__TASK REQUIREMENTS__
State how many lines of the material below contain the string "gray", giving only the number.

__TASK MATERIAL__
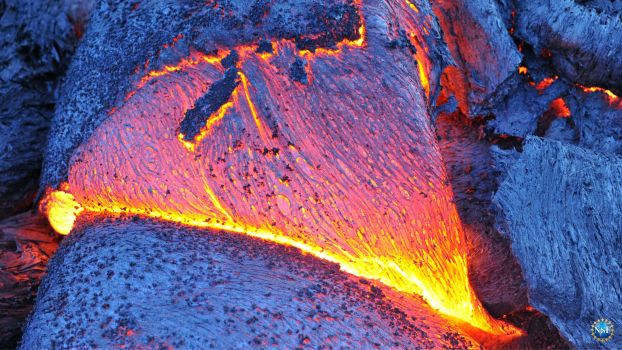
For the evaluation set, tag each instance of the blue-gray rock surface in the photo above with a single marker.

==

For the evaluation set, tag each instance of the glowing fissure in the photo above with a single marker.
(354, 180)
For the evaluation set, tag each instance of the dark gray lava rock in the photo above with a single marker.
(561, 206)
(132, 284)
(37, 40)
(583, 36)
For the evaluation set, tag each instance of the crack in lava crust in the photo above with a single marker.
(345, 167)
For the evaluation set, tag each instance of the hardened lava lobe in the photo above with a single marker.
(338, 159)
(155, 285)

__RIGHT ANSWER__
2